# Given records:
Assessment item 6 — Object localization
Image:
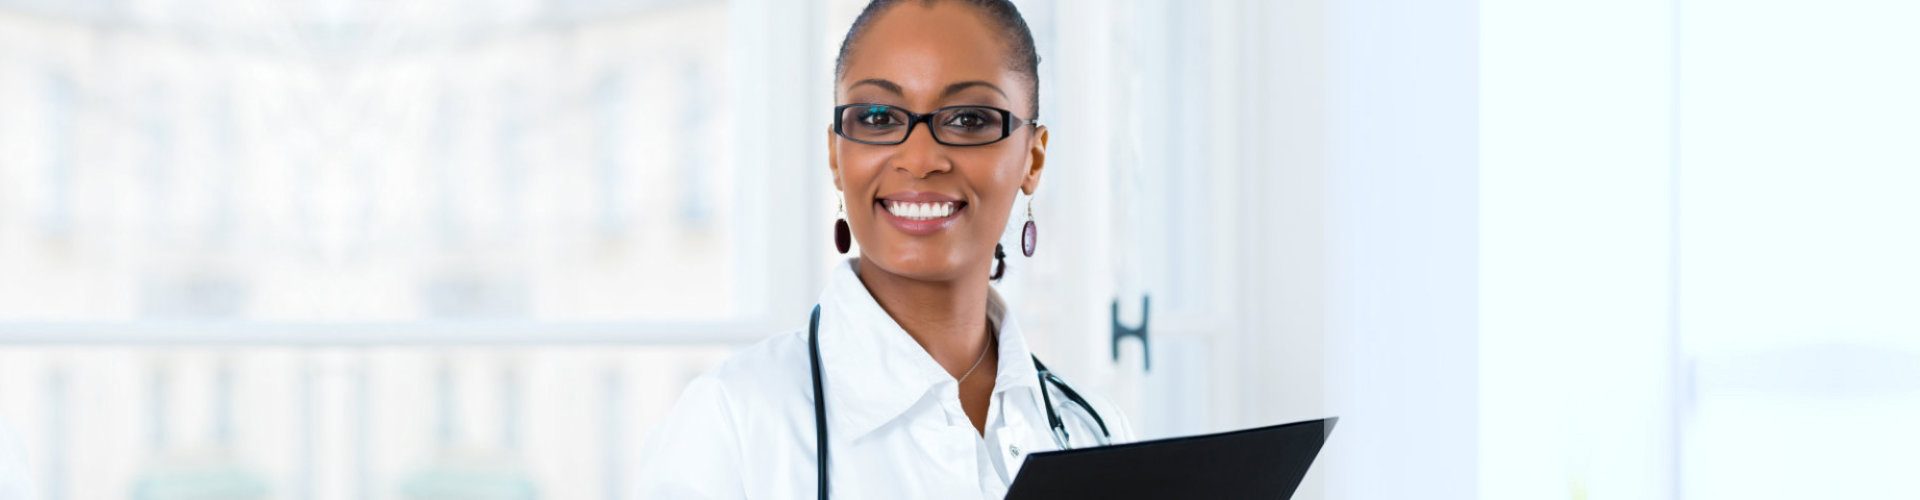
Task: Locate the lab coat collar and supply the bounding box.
[815,259,1042,441]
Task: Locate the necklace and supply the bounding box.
[956,327,996,383]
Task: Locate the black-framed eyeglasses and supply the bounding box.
[833,103,1035,146]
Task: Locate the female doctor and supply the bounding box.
[634,0,1131,498]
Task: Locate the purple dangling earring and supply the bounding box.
[833,198,851,254]
[1020,199,1037,257]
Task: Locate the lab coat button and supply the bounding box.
[1008,445,1021,456]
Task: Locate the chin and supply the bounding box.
[863,243,973,283]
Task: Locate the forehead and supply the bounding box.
[838,2,1026,104]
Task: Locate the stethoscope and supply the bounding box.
[807,304,1110,499]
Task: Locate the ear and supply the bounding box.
[1020,125,1048,195]
[827,124,843,190]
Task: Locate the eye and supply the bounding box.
[943,109,991,129]
[857,106,899,128]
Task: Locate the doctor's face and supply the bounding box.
[828,1,1047,283]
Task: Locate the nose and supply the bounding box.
[890,120,953,179]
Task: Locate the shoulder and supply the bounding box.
[652,327,818,441]
[697,328,814,410]
[1039,364,1140,444]
[634,329,815,499]
[1079,389,1138,443]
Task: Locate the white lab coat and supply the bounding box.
[635,259,1132,499]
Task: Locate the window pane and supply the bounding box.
[0,345,731,500]
[0,0,751,323]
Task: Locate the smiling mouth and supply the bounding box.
[876,199,967,220]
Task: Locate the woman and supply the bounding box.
[635,0,1131,498]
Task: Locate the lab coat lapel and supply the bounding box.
[815,259,950,441]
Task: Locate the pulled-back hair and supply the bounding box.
[833,0,1041,118]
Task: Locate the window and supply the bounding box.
[0,1,821,498]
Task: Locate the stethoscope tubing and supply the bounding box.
[806,304,1108,500]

# Exercise requirements:
The expected output is the lines from the one holding "Task: Locate the woman" through the last line of the data, exactly as they appear, with nothing before or after.

# Answer box:
Task: Locate the woman and supply the bounding box.
[635,0,1131,498]
Task: Locate the lab coat lapel and supply the bounding box.
[815,259,950,441]
Task: Locate the pulled-back hair and supply the bounding box.
[833,0,1041,118]
Task: Locate the window and supply the bounding box.
[0,1,821,498]
Task: Locate the stethoscope tubing and supply the bounding box.
[806,304,1108,500]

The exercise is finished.